→ **EXTRAIT DU TEXTE**
Chaque année, le 10 décembre, la Communauté internationale célèbre la Journée internationale des droits de l’homme. Pour marquer l’événement, Amnesty international Bénin a organisé hier, jeudi 9 décembre 2021 à Cotonou, un séminaire multi-acteurs sur la liberté d’expression et l’animation de l’espace civique. Les débats ont tourné autour des restrictions de libertés sous le gouvernement de la Rupture.
« Le défenseur des droits humains face aux restrictions des libertés et de l’espace civique ». C’est le thème autour duquel Amnesty international Bénin a convié journalistes et acteurs de la société civile dans le cadre de la célébration de la Journée internationale des droits de l’homme. Décrivant la situation qui prévaut au Bénin, le Directeur exécutif de Amnesty international a, dans son allocution, rappelé des faits qui ont conduit à l’amenuisement de l’espace civique. Pour Dieudonné Dagbéto, la décision de retirer aux particuliers et aux organisations non gouvernementales la possibilité de saisir la Cour africaine des droits de l’homme et des peuples (Cadhp), les démêlés judiciaires de blogueurs, journalistes et militants, notamment en vertu du Code du numérique, les élections entachées de violation, coupure d’internet, usage excessif de la force lors des manifestations, l’arrestation de manifestants… sont des exemples de restriction de libertés. Face donc à ces faits qui renforcent un climat de peur et d’insécurité au sein des activistes et organisations de défense des droits de l’homme, Amnesty international Bénin, par ce séminaire, entend contribuer à la promotion et à la protection des droits humains en général, au renforcement de la liberté d’expression et de l’animation de l’espace civique, en particulier.

→ **EXERCICE COURT**
Recopiez intégralement, mot pour mot, l'article consacré au séminaire d'Amnesty international Bénin. Les enregistrements ci-dessous constituent un matériau distinct de l'article.

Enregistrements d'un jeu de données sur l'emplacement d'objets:
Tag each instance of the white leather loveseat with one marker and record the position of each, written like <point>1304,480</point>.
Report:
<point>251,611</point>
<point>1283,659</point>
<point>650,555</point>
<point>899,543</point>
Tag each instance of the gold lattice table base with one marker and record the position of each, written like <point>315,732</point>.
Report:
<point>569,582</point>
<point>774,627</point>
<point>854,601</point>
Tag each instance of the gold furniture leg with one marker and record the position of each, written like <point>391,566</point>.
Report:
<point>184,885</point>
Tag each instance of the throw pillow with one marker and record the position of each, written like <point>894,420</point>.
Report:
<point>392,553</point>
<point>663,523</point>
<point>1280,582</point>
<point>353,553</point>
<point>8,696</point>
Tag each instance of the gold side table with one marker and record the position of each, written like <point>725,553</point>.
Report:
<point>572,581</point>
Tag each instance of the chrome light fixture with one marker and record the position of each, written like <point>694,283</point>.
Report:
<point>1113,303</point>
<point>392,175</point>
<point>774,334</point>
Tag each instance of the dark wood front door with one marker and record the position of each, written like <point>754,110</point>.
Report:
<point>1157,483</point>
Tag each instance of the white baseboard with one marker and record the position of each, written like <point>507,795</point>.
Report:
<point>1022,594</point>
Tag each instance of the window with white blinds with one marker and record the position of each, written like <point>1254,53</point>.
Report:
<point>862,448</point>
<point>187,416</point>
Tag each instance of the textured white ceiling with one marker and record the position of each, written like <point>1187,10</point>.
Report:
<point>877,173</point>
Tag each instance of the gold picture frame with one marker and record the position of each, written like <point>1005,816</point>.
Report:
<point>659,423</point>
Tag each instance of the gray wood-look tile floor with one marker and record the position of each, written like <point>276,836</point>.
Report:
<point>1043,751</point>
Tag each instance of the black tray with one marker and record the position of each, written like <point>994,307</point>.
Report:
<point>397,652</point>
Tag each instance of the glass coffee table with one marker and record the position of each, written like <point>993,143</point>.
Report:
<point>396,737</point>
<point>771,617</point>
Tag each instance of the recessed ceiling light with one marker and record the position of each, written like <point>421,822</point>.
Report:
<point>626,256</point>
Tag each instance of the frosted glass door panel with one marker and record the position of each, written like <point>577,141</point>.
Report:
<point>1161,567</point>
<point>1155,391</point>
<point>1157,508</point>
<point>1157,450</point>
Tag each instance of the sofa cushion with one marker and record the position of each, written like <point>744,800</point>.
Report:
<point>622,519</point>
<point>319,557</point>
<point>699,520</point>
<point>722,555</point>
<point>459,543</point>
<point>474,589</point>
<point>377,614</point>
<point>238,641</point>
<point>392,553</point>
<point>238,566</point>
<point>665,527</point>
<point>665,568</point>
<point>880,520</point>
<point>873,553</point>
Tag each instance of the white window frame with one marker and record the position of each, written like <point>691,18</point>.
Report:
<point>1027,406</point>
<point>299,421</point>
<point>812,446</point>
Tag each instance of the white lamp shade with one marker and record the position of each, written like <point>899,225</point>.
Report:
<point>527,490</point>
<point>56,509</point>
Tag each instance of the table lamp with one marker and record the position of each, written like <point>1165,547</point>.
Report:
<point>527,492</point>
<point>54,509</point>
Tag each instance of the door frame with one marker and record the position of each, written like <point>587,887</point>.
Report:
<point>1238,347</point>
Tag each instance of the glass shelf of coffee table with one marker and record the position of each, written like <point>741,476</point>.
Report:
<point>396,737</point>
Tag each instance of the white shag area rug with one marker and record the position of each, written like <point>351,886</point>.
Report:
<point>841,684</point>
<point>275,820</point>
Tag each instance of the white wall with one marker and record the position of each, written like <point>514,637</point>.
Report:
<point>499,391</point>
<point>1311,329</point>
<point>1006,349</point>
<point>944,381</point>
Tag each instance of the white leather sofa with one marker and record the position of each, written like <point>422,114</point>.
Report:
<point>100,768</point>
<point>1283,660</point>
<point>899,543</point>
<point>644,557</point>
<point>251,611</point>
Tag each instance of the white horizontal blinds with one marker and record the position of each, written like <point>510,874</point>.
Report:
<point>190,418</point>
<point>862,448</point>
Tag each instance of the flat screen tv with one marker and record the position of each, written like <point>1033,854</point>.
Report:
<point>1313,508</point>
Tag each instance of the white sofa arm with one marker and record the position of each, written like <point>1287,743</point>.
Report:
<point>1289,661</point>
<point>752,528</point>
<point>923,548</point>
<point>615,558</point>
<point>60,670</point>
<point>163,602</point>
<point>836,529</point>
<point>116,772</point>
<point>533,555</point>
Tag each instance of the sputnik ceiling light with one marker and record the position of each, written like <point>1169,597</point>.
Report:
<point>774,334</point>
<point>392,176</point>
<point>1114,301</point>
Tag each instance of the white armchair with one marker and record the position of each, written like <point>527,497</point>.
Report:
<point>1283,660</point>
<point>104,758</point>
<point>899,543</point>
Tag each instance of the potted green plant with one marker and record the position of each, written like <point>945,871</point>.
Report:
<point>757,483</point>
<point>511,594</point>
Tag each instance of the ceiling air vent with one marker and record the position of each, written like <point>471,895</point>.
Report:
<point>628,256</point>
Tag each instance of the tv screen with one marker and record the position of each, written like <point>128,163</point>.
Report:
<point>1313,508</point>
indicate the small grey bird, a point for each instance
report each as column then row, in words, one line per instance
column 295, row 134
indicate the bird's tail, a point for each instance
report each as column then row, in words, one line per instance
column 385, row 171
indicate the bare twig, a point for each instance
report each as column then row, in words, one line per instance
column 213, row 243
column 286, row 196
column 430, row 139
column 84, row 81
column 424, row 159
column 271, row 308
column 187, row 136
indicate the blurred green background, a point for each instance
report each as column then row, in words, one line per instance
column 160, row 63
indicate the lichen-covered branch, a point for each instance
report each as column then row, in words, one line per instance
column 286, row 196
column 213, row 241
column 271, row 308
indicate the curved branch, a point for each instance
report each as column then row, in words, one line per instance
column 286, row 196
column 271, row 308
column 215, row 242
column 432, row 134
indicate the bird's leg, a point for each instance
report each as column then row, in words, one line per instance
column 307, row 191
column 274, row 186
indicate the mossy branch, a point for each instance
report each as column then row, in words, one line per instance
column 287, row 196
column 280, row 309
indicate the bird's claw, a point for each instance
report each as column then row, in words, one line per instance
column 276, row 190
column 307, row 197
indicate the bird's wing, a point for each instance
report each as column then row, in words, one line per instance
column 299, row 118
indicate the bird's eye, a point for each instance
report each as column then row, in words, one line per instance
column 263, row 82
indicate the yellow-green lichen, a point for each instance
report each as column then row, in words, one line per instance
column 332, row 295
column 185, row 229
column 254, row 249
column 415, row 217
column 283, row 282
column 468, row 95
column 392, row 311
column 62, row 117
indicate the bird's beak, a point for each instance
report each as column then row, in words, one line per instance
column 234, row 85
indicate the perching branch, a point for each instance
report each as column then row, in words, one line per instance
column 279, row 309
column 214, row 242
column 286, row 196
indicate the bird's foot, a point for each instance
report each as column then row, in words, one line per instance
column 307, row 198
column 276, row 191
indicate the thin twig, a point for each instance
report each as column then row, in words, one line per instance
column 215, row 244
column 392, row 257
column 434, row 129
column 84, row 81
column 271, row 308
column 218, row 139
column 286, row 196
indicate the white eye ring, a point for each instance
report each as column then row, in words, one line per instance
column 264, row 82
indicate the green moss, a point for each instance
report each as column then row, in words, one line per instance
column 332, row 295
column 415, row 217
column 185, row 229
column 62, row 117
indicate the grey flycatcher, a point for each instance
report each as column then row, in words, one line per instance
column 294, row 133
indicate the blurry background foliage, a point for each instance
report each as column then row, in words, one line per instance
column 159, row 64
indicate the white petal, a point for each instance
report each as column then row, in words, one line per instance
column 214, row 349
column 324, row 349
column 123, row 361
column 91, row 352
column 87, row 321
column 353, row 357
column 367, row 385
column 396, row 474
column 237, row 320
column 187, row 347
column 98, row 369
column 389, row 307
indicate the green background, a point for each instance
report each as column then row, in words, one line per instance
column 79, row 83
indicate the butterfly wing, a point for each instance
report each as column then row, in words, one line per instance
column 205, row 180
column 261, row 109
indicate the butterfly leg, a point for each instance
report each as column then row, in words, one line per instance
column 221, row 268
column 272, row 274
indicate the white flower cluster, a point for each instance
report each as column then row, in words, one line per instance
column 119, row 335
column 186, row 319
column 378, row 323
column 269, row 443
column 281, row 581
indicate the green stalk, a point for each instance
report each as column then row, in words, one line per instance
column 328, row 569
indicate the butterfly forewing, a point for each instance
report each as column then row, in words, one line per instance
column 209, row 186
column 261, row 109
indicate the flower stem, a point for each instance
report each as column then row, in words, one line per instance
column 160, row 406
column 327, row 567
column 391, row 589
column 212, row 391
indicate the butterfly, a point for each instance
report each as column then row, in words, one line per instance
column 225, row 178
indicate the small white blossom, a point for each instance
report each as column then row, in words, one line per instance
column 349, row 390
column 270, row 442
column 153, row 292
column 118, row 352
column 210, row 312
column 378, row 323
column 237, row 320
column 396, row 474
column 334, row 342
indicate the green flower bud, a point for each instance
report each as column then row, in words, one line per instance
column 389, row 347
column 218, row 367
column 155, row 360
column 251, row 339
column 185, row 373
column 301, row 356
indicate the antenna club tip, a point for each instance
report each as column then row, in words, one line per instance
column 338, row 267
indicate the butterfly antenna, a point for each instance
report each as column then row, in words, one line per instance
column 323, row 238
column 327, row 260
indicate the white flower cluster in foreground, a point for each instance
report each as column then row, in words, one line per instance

→ **RÉPONSE RÉDIGÉE**
Chaque année, le 10 décembre, la Communauté internationale célèbre la Journée internationale des droits de l’homme. Pour marquer l’événement, Amnesty international Bénin a organisé hier, jeudi 9 décembre 2021 à Cotonou, un séminaire multi-acteurs sur la liberté d’expression et l’animation de l’espace civique. Les débats ont tourné autour des restrictions de libertés sous le gouvernement de la Rupture.
« Le défenseur des droits humains face aux restrictions des libertés et de l’espace civique ». C’est le thème autour duquel Amnesty international Bénin a convié journalistes et acteurs de la société civile dans le cadre de la célébration de la Journée internationale des droits de l’homme. Décrivant la situation qui prévaut au Bénin, le Directeur exécutif de Amnesty international a, dans son allocution, rappelé des faits qui ont conduit à l’amenuisement de l’espace civique. Pour Dieudonné Dagbéto, la décision de retirer aux particuliers et aux organisations non gouvernementales la possibilité de saisir la Cour africaine des droits de l’homme et des peuples (Cadhp), les démêlés judiciaires de blogueurs, journalistes et militants, notamment en vertu du Code du numérique, les élections entachées de violation, coupure d’internet, usage excessif de la force lors des manifestations, l’arrestation de manifestants… sont des exemples de restriction de libertés. Face donc à ces faits qui renforcent un climat de peur et d’insécurité au sein des activistes et organisations de défense des droits de l’homme, Amnesty international Bénin, par ce séminaire, entend contribuer à la promotion et à la protection des droits humains en général, au renforcement de la liberté d’expression et de l’animation de l’espace civique, en particulier.